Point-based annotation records
================================

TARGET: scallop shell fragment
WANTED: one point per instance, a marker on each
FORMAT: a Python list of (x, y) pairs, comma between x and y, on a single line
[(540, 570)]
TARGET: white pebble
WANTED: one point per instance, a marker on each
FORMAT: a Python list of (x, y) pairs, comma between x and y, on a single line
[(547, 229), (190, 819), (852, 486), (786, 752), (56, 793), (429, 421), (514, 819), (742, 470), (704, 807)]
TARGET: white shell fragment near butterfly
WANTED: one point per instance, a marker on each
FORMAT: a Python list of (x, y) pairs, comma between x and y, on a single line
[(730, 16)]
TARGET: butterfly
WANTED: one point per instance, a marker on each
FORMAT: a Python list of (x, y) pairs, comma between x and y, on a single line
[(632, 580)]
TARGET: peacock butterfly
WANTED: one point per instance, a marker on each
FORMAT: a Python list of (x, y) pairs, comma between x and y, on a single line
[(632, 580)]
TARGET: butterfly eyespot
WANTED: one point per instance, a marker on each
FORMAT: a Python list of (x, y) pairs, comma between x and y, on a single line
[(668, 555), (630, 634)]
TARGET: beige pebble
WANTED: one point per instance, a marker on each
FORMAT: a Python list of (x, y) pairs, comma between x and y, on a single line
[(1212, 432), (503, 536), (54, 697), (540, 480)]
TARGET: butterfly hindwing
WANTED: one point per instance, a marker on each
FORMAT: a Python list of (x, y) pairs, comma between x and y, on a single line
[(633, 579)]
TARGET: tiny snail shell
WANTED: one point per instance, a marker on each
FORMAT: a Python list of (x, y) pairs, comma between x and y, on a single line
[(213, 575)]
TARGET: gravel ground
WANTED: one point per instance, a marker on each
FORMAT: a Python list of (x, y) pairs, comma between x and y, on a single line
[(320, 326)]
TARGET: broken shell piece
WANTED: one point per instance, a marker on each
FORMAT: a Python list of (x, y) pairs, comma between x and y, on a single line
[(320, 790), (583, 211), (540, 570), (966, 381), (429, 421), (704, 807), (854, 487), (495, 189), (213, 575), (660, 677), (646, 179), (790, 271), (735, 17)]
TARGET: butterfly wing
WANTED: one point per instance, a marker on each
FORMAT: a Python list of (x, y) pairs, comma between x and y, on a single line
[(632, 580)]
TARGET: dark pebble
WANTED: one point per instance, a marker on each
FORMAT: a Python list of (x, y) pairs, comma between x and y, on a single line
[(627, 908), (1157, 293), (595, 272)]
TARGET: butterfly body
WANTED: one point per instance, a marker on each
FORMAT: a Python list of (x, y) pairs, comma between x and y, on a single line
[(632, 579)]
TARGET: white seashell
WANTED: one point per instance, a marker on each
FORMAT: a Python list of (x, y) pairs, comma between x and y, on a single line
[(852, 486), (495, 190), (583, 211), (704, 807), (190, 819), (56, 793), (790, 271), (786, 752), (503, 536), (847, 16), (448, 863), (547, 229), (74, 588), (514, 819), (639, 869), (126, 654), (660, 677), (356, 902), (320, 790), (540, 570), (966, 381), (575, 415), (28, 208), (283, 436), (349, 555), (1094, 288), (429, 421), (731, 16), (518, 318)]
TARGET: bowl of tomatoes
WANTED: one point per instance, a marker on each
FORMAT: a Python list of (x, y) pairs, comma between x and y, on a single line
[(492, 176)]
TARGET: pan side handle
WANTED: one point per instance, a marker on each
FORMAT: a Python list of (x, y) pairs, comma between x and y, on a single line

================================

Required work
Reproduce every line of the records between the line containing "TARGET: tiny snail shell" and the line containing "271), (735, 17)]", inclusive, and shift each point by adding 85 to both its x and y coordinates in the answers. Leave every other line unchanged.

Output below
TARGET: tiny snail shell
WANTED: one point per instance, a marker on each
FORMAT: a Python list of (x, y) pairs, comma between x and y, on a single line
[(298, 660)]
TARGET: gravel ground
WANTED: one point per instance, a marker on each
FORMAT: a Python list of (x, y) pairs, comma between x and y, on a single line
[(405, 411)]
TARGET: broken shell piece
WANTED: one point per instance, a marker on each
FORMAT: a Python list of (x, y) pairs, comma between x and y, on a single line
[(405, 875), (668, 296), (625, 655), (1051, 466), (514, 506), (789, 892), (939, 572), (580, 274), (298, 660), (745, 762), (731, 264), (875, 356), (820, 102)]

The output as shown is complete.